Task objective: Below is a set of records; print all of them exactly as written.

Stored dataset items:

>>

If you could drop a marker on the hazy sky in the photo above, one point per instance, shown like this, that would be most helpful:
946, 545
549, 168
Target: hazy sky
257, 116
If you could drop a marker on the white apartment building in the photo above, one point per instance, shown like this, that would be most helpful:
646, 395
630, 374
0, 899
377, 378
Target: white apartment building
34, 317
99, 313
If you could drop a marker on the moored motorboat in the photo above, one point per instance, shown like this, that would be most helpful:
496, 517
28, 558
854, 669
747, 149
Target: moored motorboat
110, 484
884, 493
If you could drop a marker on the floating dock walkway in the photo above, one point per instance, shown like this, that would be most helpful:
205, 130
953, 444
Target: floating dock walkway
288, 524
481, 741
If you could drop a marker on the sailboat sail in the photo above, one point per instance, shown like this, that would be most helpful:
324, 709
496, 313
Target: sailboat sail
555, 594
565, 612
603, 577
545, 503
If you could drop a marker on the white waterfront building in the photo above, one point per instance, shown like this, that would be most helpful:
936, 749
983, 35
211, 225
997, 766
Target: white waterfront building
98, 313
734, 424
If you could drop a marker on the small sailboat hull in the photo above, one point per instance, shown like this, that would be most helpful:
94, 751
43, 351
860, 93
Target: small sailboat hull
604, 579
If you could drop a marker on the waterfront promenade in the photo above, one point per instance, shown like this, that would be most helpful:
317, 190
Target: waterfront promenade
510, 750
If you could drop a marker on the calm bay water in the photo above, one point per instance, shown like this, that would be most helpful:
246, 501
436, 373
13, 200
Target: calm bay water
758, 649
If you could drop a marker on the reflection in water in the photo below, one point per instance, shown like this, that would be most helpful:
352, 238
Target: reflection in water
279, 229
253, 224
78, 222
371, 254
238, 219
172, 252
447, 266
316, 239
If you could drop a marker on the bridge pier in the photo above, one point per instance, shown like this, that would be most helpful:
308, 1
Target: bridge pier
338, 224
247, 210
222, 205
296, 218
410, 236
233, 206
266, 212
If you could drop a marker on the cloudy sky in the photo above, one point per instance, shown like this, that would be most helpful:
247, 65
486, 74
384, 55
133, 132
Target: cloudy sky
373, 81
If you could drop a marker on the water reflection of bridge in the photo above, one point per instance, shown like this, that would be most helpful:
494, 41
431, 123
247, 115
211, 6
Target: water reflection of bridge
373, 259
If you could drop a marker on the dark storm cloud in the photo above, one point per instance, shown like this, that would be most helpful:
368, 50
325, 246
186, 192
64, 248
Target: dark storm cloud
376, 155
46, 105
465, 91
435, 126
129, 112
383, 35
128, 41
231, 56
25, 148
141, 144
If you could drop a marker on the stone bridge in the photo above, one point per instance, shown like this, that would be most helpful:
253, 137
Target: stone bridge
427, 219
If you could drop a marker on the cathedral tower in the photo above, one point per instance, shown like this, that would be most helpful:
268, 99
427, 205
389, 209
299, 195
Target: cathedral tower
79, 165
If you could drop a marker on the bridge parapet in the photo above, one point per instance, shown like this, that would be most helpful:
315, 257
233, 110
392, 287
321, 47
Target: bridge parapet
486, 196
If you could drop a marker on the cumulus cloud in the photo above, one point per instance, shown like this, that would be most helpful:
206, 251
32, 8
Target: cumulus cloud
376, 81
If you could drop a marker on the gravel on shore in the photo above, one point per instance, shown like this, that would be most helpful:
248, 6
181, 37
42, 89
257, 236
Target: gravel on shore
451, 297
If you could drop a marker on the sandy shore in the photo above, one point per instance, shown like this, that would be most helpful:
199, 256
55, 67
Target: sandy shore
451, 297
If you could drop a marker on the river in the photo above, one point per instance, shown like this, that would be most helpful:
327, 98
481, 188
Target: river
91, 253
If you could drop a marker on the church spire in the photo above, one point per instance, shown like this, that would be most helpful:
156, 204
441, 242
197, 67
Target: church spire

<<

Problem solution:
If you could drop a marker on the hazy sky in the photo above, one point per instance, shown like this, that would be most helpful:
946, 545
549, 168
Target: hazy sky
257, 116
If you could drop a marker on the white apartment building in the photo above, one point per instance, shown like this, that would be most helpful:
646, 395
630, 374
0, 899
377, 378
Target: white apartment building
34, 317
99, 313
If you could drop a marker on the moored motorboat in the photo above, one point per instance, shown like this, that would be most helpful:
496, 517
28, 558
854, 669
747, 149
Target: moored motorboat
110, 484
884, 493
If you could drop a marker on the floating dock walkway in the photo above, one point per instance, shown like this, that would be most helpful:
205, 130
953, 444
Target: floating dock walkway
288, 524
481, 741
If you could drop a marker on the sailboat sail in the photo above, one point per instance, shown like this, that would be most helpful:
324, 709
496, 313
Target: sailboat sail
555, 594
565, 612
603, 577
545, 503
If you could drop a marker on the white waterfront building in the photo above, one point per instance, shown like this, that would be most helpful:
936, 749
983, 35
211, 225
997, 766
Target: white waterfront building
98, 313
734, 424
If you could drop a marker on the small sailboat hull in the photo above, one point per instance, shown like this, that would be most helpful:
94, 751
43, 351
860, 93
Target: small sailboat hull
604, 579
If you could drop a marker on the waterfront promenade in the photo above, one point per instance, shown like this, that would be most helpful:
317, 190
Target: waterfront promenade
510, 750
If you could drop a marker on the calm bay water in the photo above, one point per instance, shown like this, that would be most helpful:
246, 501
436, 373
13, 200
Target: calm bay water
758, 649
If you could drop a marker on the reflection in water in the photo below, one point per instance, shown like this, that would be most helpful:
352, 238
Target: reflection in water
279, 229
253, 224
78, 222
371, 254
238, 219
172, 252
447, 266
316, 239
If you could drop a marker on the bridge pier in the photo above, one point per instance, shown like this, that would be most helpful:
308, 1
Target: bridge pier
338, 224
247, 210
222, 205
296, 218
410, 236
233, 206
266, 212
If you could drop a marker on the cloudy sky in the photo above, one point per instance, shown like this, that would be most helpful:
247, 65
486, 74
384, 55
133, 132
Target: cloudy sky
373, 81
If you could drop a marker on the water reflection of bridge in the photo above, one point per instance, shown like this, that would be most helpful:
494, 41
431, 123
247, 115
211, 6
Target: water reflection of bridge
373, 259
If you could drop a marker on the dark storm cloud in the photo above, one point per instance, shown like this, that would be most helpful:
368, 50
325, 246
186, 192
64, 248
Target: dark storm cloud
376, 155
46, 105
465, 91
435, 126
129, 112
383, 35
128, 41
231, 56
25, 148
141, 144
If you could drop a marker on the stone bridge in the photo above, one point per instance, shown like this, that would be most helpful:
253, 137
Target: stone bridge
427, 219
If you could drop a marker on the cathedral tower in the photo above, one point per instance, shown like this, that would be most helpful:
268, 99
427, 205
389, 209
299, 195
Target: cathedral tower
79, 165
If you could drop a marker on the bridge parapet in the photo above, one point per instance, shown like this, that would be most helpful:
315, 257
233, 110
392, 287
321, 47
Target: bridge parapet
486, 196
If you could drop a marker on the cumulus cloud in the photo above, one point per instance, shown like this, that would be most helpful:
206, 251
32, 8
Target: cumulus cloud
376, 81
If you could drop a marker on the gravel on shore in the photo above, one point per instance, shown like this, that would be most helpful:
248, 6
181, 37
42, 89
257, 236
Target: gravel on shore
451, 297
If you could drop a marker on the sandy shore in the photo above, one point per instance, shown like this, that would be most helpful:
199, 256
55, 67
Target: sandy shore
451, 297
If you could drop a marker on the river in the photo above, one point per instance, shown like this, that would be most helpful:
327, 98
481, 188
Target: river
91, 253
If you could drop a marker on the church spire in the photo above, one point per instance, shown like this, that would be most helpful:
156, 204
441, 242
197, 67
Target: church spire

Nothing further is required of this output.